▶ [Excerpt]
══════
Wednesday, June 27, 2007

NEW HAIR FROM GENETICALLY ALTERED SPINACH

Stoney River, OH, resident, Jack Samuels ate some genetically altered spinach in January. Within a week he started growing new hair on his previously almost bald pate. Within two weeks the hair was growing wildly all over his head.

His wife Jessie told our reporter that whereas Mr. Samuels previously used to spent about five seconds running a comb through his thinning hair, now he spends an half an hour preening in front of the mirror, making sure that every hair is just right. “We have only one bathroom,” Mrs. Samuels told us, “and I have to wait forever to get into it and do my hair.”

Another problem Samuels has, according to his wife, is that now he has “bad hair days.” When he gets one of those, she told us, there’s no point in even trying to talk to him. He just sits around brooding all day.

Our reporter asked Mr. Samuels what he thought of his new hair. He shook his head sadly and said, “It’s really a pain in the butt. It grows so fast that I have to get a haircut every week. If I let it go just one week, it becomes so shaggy that I can’t do a thing with it. Not only that, but it isn’t the same color or texture as my old hair.”

“Still, it must be nice to have hair again,” we suggested.

“No, it’s really a pain. I have to spend so much time taking care of it that I hardly have time to watch NASCAR races on television.”

Apparently, no matter what they have, some people will just never be satisfied.

Democratic candidate Dr. Carl Perrin is very interested in this genetically altered spinach. If any readers know where he can get some of it, please let us know.

Tuesday, June 26, 2007


ON BEING FOLLICLY CHALLENGED

Democratic candidate Carl Perrin is demanding that the ADA (Americans with Disabilities Act) cover men who are losing or have lost their hair. “It’s not easy being bald,” the candidate said in a speech at his retirement village. People call you ‘chromedome’ or ‘baldy.’ That does something to your self-confidence.” Perrin went on the say that being bald keeps you out of certain careers. Some older men are male models. These models might have gray hair, but you never see a bald model. Maybe modeling agencies should follow some kind of quota system. For every six hirsute male model, they should have to hire at least one bald model. The same could apply to female models. If Britney Spears wants to do some modeling, she could still get the job if she shaves her head again.
══════
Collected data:
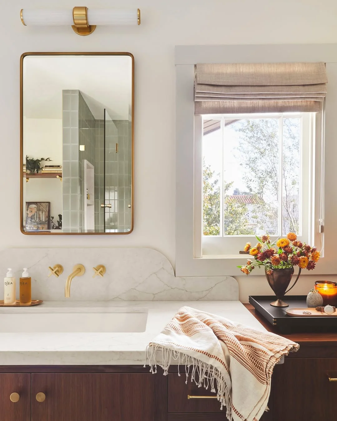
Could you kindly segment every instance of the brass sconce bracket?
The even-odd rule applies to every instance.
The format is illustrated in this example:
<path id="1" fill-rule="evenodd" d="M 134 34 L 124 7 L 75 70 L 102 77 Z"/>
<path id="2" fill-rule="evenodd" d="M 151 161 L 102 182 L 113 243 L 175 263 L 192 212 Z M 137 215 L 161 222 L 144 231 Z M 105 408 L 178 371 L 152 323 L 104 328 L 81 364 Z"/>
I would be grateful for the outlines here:
<path id="1" fill-rule="evenodd" d="M 74 24 L 72 28 L 79 35 L 89 35 L 96 29 L 96 25 L 89 25 L 88 23 L 88 8 L 76 6 L 72 9 L 72 19 Z"/>
<path id="2" fill-rule="evenodd" d="M 56 278 L 58 278 L 63 272 L 63 266 L 60 264 L 56 264 L 53 267 L 51 267 L 49 266 L 48 269 L 51 271 L 50 273 L 48 275 L 48 278 L 52 275 L 55 275 Z"/>
<path id="3" fill-rule="evenodd" d="M 94 278 L 95 276 L 97 275 L 99 276 L 100 276 L 101 278 L 102 278 L 104 276 L 104 274 L 105 273 L 105 271 L 106 270 L 105 269 L 105 266 L 102 264 L 99 264 L 96 266 L 96 267 L 93 267 L 95 273 L 93 276 L 93 278 Z"/>

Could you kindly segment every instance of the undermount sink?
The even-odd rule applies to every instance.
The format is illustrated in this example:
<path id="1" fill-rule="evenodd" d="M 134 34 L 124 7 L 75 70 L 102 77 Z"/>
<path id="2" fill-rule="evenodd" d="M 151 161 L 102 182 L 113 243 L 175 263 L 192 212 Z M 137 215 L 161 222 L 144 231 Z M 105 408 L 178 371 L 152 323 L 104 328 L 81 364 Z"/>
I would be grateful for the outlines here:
══════
▶ [What you should do] Quote the excerpt word for word, beginning at the words "Apparently, no matter" and stopping after "let us know.". Use only the excerpt and leave the material aside.

▶ [Output for this task]
Apparently, no matter what they have, some people will just never be satisfied.

Democratic candidate Dr. Carl Perrin is very interested in this genetically altered spinach. If any readers know where he can get some of it, please let us know.